Passage to read:

The actual environment, the factory, the workshop, the office, the trains and buses, the canteens, the cloakrooms, the places of leisure, must become an educative environment instead of an immoral one; the street, the district, must become a Christian street, a Christian district.
You will never succeed in re-Christianising life without exercising an influence on the environment.
That is why all Y.C.W. activity, Y.C.W. life, Y.C.W. methodology, is always concerned with the life of the young workers in the providential environment in which God has placed them. The purpose of all our meetings is to enable them to fulfil their apostolate in that environment, to defend themselves within it against un-Christian influences.

Rows:

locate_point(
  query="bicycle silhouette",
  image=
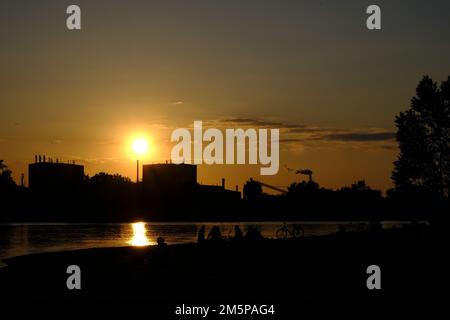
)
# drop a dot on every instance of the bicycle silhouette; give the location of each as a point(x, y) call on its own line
point(285, 232)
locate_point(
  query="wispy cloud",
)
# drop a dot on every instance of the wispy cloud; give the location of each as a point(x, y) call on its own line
point(295, 133)
point(360, 136)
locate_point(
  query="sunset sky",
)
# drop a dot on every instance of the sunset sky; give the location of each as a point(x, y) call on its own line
point(310, 68)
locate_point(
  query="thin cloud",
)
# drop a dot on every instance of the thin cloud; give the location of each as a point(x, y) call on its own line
point(360, 136)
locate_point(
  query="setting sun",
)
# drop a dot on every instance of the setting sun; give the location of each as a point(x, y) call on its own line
point(140, 146)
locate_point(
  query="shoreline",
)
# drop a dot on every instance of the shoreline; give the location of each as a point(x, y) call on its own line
point(327, 266)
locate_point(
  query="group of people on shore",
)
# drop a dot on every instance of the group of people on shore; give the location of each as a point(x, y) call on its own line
point(215, 235)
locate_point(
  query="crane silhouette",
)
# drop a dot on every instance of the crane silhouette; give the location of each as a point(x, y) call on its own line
point(306, 172)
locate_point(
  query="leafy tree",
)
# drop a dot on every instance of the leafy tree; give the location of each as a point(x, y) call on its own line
point(424, 141)
point(6, 180)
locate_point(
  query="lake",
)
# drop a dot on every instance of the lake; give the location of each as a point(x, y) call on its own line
point(18, 239)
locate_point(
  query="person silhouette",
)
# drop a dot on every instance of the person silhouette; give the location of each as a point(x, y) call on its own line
point(201, 235)
point(253, 234)
point(215, 234)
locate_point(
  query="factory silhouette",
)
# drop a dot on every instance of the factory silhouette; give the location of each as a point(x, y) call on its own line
point(60, 191)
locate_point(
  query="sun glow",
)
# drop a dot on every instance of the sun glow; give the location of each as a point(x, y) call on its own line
point(140, 146)
point(139, 235)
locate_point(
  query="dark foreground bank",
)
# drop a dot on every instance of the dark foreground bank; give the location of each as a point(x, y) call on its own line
point(412, 262)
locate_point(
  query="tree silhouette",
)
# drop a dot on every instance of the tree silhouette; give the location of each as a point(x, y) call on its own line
point(6, 180)
point(424, 141)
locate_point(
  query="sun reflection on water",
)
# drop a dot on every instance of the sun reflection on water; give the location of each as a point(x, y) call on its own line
point(139, 235)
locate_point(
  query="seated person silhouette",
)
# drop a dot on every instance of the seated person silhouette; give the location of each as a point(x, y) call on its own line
point(201, 235)
point(253, 234)
point(215, 234)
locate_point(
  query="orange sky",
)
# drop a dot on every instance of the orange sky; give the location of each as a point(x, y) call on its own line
point(310, 69)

Request 1: From the Y.C.W. passage, list every place that the first sentence names as part of "the actual environment."
Request 2: Duplicate the Y.C.W. passage starting with "The actual environment, the" and going on through "against un-Christian influences.".

Task response 1: the factory, the workshop, the office, the trains and buses, the canteens, the cloakrooms, the places of leisure

Task response 2:
The actual environment, the factory, the workshop, the office, the trains and buses, the canteens, the cloakrooms, the places of leisure, must become an educative environment instead of an immoral one; the street, the district, must become a Christian street, a Christian district.
You will never succeed in re-Christianising life without exercising an influence on the environment.
That is why all Y.C.W. activity, Y.C.W. life, Y.C.W. methodology, is always concerned with the life of the young workers in the providential environment in which God has placed them. The purpose of all our meetings is to enable them to fulfil their apostolate in that environment, to defend themselves within it against un-Christian influences.